• TEXT FOR ANALYSIS:
Serving Clovis, Portales and the Surrounding Communities
The following are available for checkout at:
Clovis-Carver Public Library
“About My Mother: True Stories of a Horse-Crazy Daughter and Her Baseball-Obsessed Mother” by Peggy Rowe paints a beautiful and funny memoir conveying the complexity of her mother Thelma. The ultimate tomboy, Peggy saw her mother as a benevolent, loving dictator. Then major league baseball came to town and Thelma turned into a wacky groupie who would throw her underwear at the TV while shouting insults at the umpires. Life between mother and daughter — very different, but very alike — became a series of compromises.
“Create Your Own Universe” by the Brothers McLeod is here to help jump-start anyone who ever wanted to create a comic, graphic novel, animation, film, television series or even a book. Beginning with fun ways to think about making up characters, the brothers teach how to pick your favorites and create worlds — maps of towns, illustrations of where your characters will live — using words, drawings or even scrapbooking. You’ll finally be able to combine this all together and start bringing your stories to life.
“It Happened in Rocky Mountain National Park” by Phyllis J. Perry depicts an array of intriguing people and events that shaped Colorado’s largest national park. From the attempt by two teens to scale the sheer granite face of Diamond; the life and untimely demise of Rocky Mountain Jim, an eccentric wilderness guide; an out-of-control wildfire that nearly destroyed a town; a tenacious girl who summited a 14,259 foot peak at the tender age of 8; to a serial spouse killer in Estes Park. These fascinating accounts are portrayed in spellbinding detail.

• TASK REQUIREMENTS: Continue the library book roundup above from the point where it ends.

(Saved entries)
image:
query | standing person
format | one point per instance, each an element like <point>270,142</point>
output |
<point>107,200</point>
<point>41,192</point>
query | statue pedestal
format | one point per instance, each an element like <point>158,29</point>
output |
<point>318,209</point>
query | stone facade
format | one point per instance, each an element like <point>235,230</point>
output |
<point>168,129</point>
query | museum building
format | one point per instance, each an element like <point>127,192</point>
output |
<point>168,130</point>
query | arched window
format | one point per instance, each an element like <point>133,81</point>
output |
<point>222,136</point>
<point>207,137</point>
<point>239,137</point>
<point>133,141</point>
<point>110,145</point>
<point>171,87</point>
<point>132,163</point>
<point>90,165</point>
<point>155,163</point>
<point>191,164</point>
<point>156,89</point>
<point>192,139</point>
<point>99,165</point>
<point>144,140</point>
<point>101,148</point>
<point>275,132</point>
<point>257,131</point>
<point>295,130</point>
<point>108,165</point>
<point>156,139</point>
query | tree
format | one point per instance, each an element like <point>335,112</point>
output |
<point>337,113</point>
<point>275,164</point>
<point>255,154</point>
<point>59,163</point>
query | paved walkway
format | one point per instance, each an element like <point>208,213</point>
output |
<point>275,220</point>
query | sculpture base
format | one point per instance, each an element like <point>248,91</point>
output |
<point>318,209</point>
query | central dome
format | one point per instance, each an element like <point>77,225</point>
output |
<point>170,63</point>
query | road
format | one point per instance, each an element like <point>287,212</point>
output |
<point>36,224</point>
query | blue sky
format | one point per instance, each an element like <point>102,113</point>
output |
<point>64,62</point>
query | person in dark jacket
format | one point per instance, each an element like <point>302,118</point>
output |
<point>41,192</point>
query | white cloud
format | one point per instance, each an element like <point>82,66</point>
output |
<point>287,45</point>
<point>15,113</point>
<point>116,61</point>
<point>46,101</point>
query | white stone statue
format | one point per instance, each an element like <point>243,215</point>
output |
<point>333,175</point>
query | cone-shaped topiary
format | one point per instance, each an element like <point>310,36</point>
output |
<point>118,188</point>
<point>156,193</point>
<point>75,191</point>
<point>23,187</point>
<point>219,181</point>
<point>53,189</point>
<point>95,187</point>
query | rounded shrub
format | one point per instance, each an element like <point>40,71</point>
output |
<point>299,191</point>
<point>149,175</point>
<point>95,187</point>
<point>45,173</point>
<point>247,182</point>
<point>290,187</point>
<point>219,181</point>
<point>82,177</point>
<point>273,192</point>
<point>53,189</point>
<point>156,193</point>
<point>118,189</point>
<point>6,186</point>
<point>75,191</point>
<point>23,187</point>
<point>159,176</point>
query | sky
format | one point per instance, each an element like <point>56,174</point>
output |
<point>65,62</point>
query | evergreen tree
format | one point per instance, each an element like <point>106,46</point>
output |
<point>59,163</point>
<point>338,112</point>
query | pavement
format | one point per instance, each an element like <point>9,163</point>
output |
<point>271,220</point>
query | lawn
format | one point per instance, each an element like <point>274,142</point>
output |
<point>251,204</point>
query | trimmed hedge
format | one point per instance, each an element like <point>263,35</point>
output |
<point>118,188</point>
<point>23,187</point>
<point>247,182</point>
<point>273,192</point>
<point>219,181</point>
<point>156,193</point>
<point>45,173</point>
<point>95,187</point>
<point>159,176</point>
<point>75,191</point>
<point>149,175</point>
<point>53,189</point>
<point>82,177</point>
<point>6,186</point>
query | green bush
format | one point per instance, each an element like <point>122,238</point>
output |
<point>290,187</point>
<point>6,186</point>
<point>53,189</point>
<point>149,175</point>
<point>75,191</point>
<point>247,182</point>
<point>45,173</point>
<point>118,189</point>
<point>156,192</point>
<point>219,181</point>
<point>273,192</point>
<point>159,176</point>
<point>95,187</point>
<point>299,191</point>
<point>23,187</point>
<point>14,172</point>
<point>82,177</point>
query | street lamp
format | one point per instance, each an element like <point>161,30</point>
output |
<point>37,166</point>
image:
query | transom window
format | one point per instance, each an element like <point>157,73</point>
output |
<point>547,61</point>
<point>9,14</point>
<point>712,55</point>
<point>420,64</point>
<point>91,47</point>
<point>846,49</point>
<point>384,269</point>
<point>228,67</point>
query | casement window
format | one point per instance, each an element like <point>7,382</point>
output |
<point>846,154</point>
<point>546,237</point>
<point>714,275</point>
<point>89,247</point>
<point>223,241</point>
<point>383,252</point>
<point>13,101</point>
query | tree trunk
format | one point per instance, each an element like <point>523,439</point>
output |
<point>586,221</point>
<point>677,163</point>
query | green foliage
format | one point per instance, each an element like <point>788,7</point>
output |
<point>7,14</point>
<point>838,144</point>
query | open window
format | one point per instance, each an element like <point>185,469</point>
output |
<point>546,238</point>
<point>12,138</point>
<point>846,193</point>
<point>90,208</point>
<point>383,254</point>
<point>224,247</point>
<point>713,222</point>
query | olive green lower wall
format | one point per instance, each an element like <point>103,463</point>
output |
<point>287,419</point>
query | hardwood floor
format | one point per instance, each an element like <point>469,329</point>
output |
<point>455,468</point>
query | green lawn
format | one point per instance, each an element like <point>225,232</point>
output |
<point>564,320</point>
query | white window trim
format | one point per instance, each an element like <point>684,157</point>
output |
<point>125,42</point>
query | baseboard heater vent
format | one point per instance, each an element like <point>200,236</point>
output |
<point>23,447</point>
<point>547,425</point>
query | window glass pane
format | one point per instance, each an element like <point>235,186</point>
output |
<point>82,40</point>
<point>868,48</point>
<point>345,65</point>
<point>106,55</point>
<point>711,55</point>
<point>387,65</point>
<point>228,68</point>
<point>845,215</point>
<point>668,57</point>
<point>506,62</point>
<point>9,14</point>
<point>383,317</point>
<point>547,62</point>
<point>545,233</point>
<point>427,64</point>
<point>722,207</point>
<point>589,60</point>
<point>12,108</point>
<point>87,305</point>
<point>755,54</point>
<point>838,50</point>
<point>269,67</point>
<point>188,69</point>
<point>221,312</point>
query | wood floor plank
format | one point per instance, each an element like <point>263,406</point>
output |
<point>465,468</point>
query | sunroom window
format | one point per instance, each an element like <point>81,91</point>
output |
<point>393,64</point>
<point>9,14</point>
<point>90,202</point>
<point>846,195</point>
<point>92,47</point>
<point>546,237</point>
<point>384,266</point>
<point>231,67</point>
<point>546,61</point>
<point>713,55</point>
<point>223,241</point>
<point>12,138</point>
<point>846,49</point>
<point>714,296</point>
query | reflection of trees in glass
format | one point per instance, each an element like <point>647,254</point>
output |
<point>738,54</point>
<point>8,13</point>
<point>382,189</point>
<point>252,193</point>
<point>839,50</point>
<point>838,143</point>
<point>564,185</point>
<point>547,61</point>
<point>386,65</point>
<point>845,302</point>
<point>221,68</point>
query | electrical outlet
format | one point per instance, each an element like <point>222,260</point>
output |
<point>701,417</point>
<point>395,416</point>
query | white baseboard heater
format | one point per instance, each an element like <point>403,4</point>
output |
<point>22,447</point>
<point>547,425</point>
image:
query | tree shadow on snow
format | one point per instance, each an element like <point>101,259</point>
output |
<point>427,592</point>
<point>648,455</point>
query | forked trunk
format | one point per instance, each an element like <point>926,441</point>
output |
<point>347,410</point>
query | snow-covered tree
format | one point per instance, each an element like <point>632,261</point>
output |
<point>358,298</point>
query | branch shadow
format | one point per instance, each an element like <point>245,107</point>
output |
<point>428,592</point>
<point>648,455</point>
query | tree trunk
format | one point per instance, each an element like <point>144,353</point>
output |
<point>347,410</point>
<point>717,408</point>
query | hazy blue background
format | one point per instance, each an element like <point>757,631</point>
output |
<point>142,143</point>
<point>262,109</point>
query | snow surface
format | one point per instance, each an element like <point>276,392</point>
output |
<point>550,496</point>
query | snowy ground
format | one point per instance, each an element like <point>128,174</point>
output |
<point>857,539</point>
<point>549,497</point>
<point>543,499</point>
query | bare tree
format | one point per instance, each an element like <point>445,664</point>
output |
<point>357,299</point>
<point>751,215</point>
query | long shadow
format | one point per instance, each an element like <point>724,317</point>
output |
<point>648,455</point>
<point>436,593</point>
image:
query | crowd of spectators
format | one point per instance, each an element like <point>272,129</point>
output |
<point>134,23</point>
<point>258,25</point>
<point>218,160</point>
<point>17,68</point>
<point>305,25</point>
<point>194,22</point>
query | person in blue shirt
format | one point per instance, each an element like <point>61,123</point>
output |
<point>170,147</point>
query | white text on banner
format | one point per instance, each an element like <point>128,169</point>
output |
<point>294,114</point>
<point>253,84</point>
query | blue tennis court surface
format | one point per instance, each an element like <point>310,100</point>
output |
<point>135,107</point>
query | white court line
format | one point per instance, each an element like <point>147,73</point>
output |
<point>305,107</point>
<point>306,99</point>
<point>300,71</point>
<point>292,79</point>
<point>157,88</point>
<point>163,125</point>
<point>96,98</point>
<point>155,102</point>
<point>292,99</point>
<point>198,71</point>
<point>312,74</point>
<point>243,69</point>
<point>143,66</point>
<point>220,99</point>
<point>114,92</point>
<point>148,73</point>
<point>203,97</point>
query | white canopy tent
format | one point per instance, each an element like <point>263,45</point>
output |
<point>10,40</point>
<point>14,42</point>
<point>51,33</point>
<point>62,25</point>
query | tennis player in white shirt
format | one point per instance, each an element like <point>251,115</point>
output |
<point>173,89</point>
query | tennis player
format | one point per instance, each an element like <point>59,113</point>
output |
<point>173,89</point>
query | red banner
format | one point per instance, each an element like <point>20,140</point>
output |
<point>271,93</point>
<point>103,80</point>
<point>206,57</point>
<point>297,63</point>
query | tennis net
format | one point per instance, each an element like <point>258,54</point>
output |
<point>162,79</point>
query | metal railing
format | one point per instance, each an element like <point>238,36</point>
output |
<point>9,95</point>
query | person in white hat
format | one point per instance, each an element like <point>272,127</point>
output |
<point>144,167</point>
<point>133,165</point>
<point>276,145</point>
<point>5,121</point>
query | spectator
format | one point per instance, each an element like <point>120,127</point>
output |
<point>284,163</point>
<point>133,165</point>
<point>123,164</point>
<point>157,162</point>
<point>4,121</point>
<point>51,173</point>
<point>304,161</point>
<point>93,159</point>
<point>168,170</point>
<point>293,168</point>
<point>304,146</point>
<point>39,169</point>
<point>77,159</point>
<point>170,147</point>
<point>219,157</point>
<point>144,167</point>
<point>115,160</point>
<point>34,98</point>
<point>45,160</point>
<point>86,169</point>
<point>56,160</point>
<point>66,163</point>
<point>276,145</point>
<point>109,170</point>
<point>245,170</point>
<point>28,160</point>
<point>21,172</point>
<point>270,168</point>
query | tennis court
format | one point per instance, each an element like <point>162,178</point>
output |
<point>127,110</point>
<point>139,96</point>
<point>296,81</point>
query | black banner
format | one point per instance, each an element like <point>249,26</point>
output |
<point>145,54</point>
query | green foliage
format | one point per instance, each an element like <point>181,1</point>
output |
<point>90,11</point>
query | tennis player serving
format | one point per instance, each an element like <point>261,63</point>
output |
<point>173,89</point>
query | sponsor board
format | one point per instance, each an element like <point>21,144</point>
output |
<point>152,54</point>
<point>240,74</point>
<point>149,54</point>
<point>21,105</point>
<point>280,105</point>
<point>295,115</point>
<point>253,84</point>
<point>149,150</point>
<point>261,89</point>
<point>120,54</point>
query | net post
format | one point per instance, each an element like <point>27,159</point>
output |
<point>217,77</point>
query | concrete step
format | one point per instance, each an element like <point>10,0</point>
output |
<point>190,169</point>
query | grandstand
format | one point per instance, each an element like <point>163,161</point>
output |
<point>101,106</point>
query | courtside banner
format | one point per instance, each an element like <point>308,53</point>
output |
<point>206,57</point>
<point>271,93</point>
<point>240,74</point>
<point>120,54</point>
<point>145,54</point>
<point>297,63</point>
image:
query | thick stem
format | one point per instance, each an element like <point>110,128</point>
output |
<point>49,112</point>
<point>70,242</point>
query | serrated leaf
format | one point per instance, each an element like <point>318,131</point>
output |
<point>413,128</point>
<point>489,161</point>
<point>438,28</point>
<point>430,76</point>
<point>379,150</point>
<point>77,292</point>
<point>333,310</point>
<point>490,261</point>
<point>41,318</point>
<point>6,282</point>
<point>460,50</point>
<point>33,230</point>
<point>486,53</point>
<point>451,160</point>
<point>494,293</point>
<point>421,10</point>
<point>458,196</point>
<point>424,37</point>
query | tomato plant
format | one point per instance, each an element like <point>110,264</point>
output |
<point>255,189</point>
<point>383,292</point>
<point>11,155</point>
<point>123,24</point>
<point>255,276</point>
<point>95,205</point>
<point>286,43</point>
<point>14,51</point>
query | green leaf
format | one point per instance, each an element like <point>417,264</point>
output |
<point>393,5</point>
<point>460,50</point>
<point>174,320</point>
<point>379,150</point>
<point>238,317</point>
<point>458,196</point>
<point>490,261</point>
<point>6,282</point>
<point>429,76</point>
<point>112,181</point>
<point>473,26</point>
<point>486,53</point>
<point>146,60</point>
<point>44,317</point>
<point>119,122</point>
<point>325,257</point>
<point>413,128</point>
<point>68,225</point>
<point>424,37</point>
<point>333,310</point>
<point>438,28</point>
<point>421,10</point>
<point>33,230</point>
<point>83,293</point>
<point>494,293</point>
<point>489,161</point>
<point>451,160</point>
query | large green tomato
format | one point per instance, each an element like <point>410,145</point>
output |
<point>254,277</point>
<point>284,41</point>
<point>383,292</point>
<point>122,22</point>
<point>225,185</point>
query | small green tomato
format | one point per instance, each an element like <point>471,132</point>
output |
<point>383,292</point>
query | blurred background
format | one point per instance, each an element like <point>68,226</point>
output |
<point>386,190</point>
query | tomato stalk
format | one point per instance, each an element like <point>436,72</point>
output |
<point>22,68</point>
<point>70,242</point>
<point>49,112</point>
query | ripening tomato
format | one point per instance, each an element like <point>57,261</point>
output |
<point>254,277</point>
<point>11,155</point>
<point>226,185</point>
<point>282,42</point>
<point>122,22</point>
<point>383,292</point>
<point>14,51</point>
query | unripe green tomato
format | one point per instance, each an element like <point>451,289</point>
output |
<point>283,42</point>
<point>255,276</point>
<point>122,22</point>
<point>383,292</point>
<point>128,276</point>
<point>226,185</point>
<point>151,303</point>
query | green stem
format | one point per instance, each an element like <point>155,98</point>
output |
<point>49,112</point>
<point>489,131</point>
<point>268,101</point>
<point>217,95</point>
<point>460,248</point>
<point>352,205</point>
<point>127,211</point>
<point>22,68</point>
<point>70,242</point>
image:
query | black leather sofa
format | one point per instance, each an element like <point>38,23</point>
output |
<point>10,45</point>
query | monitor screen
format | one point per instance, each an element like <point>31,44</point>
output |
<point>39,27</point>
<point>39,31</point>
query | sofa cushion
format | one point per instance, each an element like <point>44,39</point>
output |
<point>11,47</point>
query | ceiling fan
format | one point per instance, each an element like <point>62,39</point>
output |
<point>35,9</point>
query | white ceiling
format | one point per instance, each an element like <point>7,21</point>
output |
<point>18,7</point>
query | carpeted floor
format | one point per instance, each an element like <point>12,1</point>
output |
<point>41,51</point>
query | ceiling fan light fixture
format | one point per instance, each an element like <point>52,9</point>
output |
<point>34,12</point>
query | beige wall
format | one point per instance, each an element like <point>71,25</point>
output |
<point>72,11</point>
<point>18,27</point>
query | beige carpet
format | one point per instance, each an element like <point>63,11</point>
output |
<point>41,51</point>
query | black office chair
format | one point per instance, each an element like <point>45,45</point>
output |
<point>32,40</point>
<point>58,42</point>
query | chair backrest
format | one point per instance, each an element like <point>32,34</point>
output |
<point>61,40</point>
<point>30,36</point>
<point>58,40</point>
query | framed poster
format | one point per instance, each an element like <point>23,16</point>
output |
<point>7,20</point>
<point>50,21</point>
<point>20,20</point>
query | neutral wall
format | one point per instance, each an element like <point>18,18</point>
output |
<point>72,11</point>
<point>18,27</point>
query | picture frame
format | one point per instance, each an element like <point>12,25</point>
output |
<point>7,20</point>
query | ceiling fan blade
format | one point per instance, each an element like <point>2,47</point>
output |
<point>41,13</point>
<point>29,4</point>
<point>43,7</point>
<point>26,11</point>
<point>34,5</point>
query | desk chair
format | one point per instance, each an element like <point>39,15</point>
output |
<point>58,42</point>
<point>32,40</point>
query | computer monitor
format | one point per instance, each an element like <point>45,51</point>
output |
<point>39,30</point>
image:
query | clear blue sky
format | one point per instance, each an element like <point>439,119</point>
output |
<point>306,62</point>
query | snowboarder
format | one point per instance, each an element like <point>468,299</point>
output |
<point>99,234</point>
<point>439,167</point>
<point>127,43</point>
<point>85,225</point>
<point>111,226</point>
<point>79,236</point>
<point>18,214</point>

• REPLY:
“Lady of a Thousand Treasures” by Sandra Byrd takes place in Victorian England where Eleanor Sheffield, a talented evaluator of antiquities, is appointed as trustee of a wealthy baron’s legendary collection. Eleanor must choose whether to donate the priceless treasures to a museum or allow them to pass to the baron’s son — the man who once broke her heart, yet claims to still love her. His mysterious comments and actions fuel her doubts, forcing Eleanor to decide whom she can trust and what is meant to be treasured.
“The Map of Salt and Stars” by Jennifer Zeynab Joukhadar shadows young Nour and her family as they move back to Syria following the death of her father. To remember him, she recounts their favorite tale of Rawiya, a 12th century girl who disguised herself in order to apprentice to a mapmaker. But when war reaches Nour’s quiet neighborhood, the family flees for safety across the Middle East and North Africa, along the very route Rawiya and her mapmaker took 800 years before in their quest to chart the world.
“Money In the Morgue” by Ngaio Marsh and Stella Duffy continues the adventures of Inspector Alleyn who finds himself in a seedy WWII hospital in New Zealand’s hinterlands, a place swimming in convalescing soldiers who are noisy, often drunk and always over-interested in the nurses. After a storm kills the electrical power, everyone is stranded in the dark with a murderer and Alleyn must go to work to find the elusive killer.